What this exercise asks:
a: From the abstract on matching New York City disease surveillance data, list every author named.
b: Answer these questions from the abstract on matching New York City disease surveillance data, one per line:
(i) On what date and at what times is the presentation scheduled?
(ii) What school is Greta Bushnell affiliated with?
(iii) What type of matching linked the reported cases?
c: Carry on the abstract on matching New York City disease surveillance data from the point where it stops.

Text block:
=== Begin Enclosure ===

Online Program

279259
Matching HIV, TB, viral hepatitis and STD surveillance data: Identification of infectious disease syndemics in New York city


Monday, November 4, 2013 : 11:14 a.m. - 11:32 a.m.

Ann Drobnik, MPH, Division of Disease Control, NYC Department of Health and Mental Hygiene, Long Island City, NY
Jennifer Fuld, PhD candidate, MA, Program Collaboration & Service Integration (PCSI), Division of Disease Control, NYC Department of Health and Mental Hygiene, Queens, NY
Jessie Pinchoff, PhD candidate, MPH, Division of Disease Control, NYC Department of Health and Mental Hygiene, Long Island City, NY
Greta Bushnell, MPH candidate, BS, Gillings School of Global Public Health, University of North Carolina at Chapel Hill, Chapel Hill, NY
Jay K. Varma, MD, Division of Disease Control, NYC Department of Health and Mental Hygiene, Long Island City, NY
Objectives: A syndemic is infection with two or more diseases which interact to worsen the health impact of either disease alone. We sought to identify syndemics in NYC by matching the HIV, TB, viral hepatitis, and STD surveillance databases.

Methods: Deterministic matching was used to link cases of disease reported to the NYC Department of Health and Mental Hygiene (DOHMH). We included incident cases of TB, chlamydia, gonorrhea, and syphilis diagnosed between 1/1/00 and 12/31/10; and prevalent and incident cases of HIV, hepatitis B, and hepatitis C, excluding those known to have died before 2000. A line-listed, de-identified dataset was created for analysis, including non-matching and matching records.

=== End Enclosure ===

Entries shown:
=== Begin Enclosure ===

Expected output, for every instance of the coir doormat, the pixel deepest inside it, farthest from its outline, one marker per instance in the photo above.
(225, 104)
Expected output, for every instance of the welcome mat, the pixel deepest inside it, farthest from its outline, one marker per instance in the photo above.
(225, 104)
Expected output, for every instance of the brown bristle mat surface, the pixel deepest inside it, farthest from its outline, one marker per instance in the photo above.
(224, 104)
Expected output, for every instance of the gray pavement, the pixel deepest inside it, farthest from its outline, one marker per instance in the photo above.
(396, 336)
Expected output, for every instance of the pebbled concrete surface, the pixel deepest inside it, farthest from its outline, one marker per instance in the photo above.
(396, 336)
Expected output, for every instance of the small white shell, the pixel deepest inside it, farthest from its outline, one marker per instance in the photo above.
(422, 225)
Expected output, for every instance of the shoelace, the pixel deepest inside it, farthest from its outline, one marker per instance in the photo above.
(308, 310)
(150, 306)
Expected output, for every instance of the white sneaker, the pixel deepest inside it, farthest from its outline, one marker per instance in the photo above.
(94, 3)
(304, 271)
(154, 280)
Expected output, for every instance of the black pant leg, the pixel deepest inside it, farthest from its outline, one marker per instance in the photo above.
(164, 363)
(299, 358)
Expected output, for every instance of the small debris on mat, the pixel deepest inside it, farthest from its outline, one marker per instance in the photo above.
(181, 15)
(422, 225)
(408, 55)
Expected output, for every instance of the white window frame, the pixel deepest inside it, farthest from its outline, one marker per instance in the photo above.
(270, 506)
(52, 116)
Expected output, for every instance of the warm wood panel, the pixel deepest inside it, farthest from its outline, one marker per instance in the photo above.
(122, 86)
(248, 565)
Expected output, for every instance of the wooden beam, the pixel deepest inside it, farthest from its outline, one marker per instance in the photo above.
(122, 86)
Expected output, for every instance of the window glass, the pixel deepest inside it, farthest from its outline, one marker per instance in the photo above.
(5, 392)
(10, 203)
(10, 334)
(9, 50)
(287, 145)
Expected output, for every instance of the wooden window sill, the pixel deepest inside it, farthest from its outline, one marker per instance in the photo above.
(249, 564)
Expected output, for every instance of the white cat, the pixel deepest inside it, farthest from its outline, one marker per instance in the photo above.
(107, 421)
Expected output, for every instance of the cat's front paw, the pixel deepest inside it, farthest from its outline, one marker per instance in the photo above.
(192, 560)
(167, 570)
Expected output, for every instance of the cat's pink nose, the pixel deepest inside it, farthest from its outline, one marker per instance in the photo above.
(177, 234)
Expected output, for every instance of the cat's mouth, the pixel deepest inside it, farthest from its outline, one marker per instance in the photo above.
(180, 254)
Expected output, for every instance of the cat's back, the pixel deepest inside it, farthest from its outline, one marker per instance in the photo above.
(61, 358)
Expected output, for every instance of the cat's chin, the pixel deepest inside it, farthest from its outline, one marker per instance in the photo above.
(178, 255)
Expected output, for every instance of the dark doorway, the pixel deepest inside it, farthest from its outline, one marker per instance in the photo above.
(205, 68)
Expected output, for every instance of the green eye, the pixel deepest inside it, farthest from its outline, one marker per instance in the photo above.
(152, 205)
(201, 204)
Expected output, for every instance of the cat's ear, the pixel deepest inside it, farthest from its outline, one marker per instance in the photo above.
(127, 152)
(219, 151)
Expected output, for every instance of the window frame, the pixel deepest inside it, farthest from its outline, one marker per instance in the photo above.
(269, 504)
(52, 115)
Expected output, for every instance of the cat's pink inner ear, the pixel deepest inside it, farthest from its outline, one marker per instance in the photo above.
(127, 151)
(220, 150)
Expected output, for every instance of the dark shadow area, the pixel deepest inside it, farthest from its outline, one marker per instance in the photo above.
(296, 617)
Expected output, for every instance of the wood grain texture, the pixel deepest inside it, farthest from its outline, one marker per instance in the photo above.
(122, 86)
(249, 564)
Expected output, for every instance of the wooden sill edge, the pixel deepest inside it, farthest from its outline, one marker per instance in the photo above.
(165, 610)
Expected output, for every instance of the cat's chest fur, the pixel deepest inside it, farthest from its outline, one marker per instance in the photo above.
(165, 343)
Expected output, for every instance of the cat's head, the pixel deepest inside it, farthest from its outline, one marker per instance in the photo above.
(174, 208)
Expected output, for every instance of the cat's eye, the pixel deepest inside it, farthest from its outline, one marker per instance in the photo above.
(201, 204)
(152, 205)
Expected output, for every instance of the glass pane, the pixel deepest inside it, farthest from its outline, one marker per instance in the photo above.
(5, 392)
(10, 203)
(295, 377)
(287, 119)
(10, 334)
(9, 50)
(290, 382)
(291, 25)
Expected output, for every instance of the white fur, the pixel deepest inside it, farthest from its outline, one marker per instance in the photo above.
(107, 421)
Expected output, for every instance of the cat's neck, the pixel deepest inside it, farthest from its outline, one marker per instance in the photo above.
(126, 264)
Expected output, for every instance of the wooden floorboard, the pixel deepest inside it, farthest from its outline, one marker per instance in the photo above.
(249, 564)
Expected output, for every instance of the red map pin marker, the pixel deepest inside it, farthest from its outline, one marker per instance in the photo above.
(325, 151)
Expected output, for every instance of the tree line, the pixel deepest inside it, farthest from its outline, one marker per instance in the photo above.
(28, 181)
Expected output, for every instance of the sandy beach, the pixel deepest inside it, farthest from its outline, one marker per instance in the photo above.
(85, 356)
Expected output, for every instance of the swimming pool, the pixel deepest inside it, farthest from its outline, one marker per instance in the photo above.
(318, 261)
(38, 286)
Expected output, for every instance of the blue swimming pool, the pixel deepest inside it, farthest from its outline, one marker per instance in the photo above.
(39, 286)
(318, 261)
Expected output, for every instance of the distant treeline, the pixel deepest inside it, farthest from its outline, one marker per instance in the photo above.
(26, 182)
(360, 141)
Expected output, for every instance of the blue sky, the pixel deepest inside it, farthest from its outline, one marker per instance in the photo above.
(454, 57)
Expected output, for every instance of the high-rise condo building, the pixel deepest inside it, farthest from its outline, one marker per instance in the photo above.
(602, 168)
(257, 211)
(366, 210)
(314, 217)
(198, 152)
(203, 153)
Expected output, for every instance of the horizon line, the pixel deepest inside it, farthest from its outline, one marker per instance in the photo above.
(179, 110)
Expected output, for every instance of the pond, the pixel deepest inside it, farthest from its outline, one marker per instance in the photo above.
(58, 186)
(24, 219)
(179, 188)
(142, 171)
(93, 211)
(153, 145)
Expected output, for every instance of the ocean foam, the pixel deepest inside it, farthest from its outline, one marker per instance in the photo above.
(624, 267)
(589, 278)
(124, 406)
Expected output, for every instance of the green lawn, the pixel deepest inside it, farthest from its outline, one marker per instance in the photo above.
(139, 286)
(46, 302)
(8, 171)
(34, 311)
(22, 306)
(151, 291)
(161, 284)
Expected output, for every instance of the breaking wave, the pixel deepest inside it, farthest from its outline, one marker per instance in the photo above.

=== End Enclosure ===

Numbered answers:
a: Ann Drobnik, Jennifer Fuld, Jessie Pinchoff, Greta Bushnell, and Jay K. Varma.

b:
(i) Monday, November 4, 2013, from 11:14 a.m. to 11:32 a.m.
(ii) The Gillings School of Global Public Health, University of North Carolina at Chapel Hill.
(iii) Deterministic matching.

c:
Results: 955,944 non-unique individuals were in the analytic dataset; 12% matched to at least one other disease. Persons with syphilis were most likely to match to at least one other disease (64%), and those with hepatitis B were the least likely to match (11%). Four diseases had the highest percentage of matches with HIV: syphilis (50% matching to HIV), hepatitis C (15%), TB (14%), hepatitis B (5%). People with a reported case of gonorrhea had the highest percentage of matches with chlamydia (46%); and chlamydia had the highest percentages of matches with gonorrhea (14%). People with HIV had the greatest overlap with hepatitis C (16%).

Conclusions: In the absence of integrated surveillance systems, matching surveillance data can help us understand the prevalence of infectious disease syndemics, and to appropriately target services to address them. Matching can also create opportunities for collaboration between disease-specific programs within health departments.

Learning Areas:

Administration, management, leadership
Epidemiology
Planning of health education strategies, interventions, and programs

Learning Objectives:
Evaluate the benefit of conducting registry matching as a way to identify infectious disease syndemics Describe methods used to conduct deterministic matching

Keyword(s): Co-morbid, Surveillance

Presenting author's disclosure statement:

Qualified on the content I am responsible for because: I am the analyst for the Program Collaboration and Service Integration initiative, of which this analysis is part. My work and interests in public health have focused over the past 10 years on infectious diseases, including viral hepatitis, HIV/AIDS and STDs.
Any relevant financial relationships? No

I agree to comply with the American Public Health Association Conflict of Interest and Commercial Support Guidelines, and to disclose to the participants any off-label or experimental uses of a commercial product or service discussed in my presentation.